## [Written request 1]
Answer these questions about the firemouth cichlid thread:
(a) How many Jewel Cichlids and how many convicts share the tank with the firemouth?
(b) What kind of cichlid did Judazzz keep with the reds?
(c) What do firemouths remind Innes of?
## [Written request 2]
Write out the firemouth cichlid thread from "## Death in" to "(Jan 9, 2003)", substituting "photo of the month" for "pic of the week".

## [Text section]
# Firemouth Cichlid



## Xenon (Nov 15, 2002)

Ok I have a Firemouth Cichlid in with 2 Jewel Cichlids and 2 convicts. They are all very small, the biggest firemouth cant be more than 2 inches. Anyways, when I feed them, the green nattereri that is in the tank with them takes his food, then when he is done, I usually throw in some more brine shrimp and stuff for the cichlids. This one firemouth constantly is flaring out his gills and the other cichlids and completely herds them in a corner while he gets his fill..... I thought this was really cool, he flares his gills as a sign of aggression. It was really neat!


----------



## piranha45 (Apr 8, 2003)

'tis the trademark of a firemouth to do that. I'm surprised its working on the convicts though; I would have expected them to run the tank. The firemouth's gill flaring is, nonetheless, all bark and no bite. But very cool, yes


----------



## Xenon (Nov 15, 2002)

He was mainly doing it to the biggest jewel cichlid...roughly 2 inches....It was badass to say the least!


----------



## Judazzz (Jan 13, 2003)

I had a little male kribensis cichlid with my reds a while ago, and he was a little psycho as well. Each time one of the reds came close, he just threatened them, and sometimes he even made a blind dash at them to keep them at distance.
It became even worse when I bought him a female, which got his hormones runnig overtime over more... But one day he had just disappeared - I guess my reds had enough of his psychotic behaviour...







But I miss that little guy - he truely needed a wheel carriage to carry his balls around...


----------



## Innes (Jan 13, 2003)

I love firemouthes - it kind of reminds me of bettas when they get mad









pleased to hear you like your cichlids


----------



## Xenon (Nov 15, 2002)

I am beginning to catch a fever.....


----------



## Death in #'s (Apr 29, 2003)

> This one firemouth constantly is flaring out his gills and the other cichlids and completely herds them in a corner while he gets his fill


that would make a non piranha pic of the week


----------



## mdemers883 (Jan 9, 2003)

I knew as soon as you got your first cichlids you would get hooked mike








walter thinks they are cool too









Mark


----------

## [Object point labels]
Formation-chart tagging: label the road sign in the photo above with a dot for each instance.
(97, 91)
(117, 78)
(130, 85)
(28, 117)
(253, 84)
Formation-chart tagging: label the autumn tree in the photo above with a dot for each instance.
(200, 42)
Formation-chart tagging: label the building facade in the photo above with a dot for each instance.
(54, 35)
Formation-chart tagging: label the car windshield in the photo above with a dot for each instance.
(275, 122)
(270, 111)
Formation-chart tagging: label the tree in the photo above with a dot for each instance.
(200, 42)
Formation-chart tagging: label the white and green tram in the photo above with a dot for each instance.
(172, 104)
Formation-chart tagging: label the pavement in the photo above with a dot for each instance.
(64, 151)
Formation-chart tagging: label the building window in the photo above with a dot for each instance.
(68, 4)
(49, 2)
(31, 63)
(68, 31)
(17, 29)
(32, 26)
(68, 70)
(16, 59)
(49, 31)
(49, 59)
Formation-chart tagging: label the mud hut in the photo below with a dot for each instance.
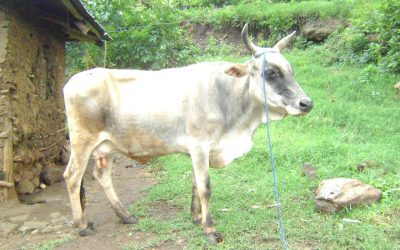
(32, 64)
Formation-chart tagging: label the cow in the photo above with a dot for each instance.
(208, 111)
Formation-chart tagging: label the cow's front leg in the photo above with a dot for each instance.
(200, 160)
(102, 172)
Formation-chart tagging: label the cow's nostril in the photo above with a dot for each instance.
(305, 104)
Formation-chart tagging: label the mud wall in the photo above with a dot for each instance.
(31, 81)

==

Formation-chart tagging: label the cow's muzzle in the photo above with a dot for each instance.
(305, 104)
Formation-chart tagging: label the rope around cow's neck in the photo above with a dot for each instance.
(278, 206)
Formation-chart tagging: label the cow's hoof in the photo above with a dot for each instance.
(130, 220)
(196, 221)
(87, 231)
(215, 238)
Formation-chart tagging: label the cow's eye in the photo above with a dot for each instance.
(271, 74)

## [Task result 1]
(a) 2 Jewel Cichlids and 2 convicts.
(b) A little male kribensis cichlid.
(c) Bettas when they get mad.

## [Task result 2]
## Death in #'s (Apr 29, 2003)

> This one firemouth constantly is flaring out his gills and the other cichlids and completely herds them in a corner while he gets his fill


that would make a non piranha photo of the month


----------



## mdemers883 (Jan 9, 2003)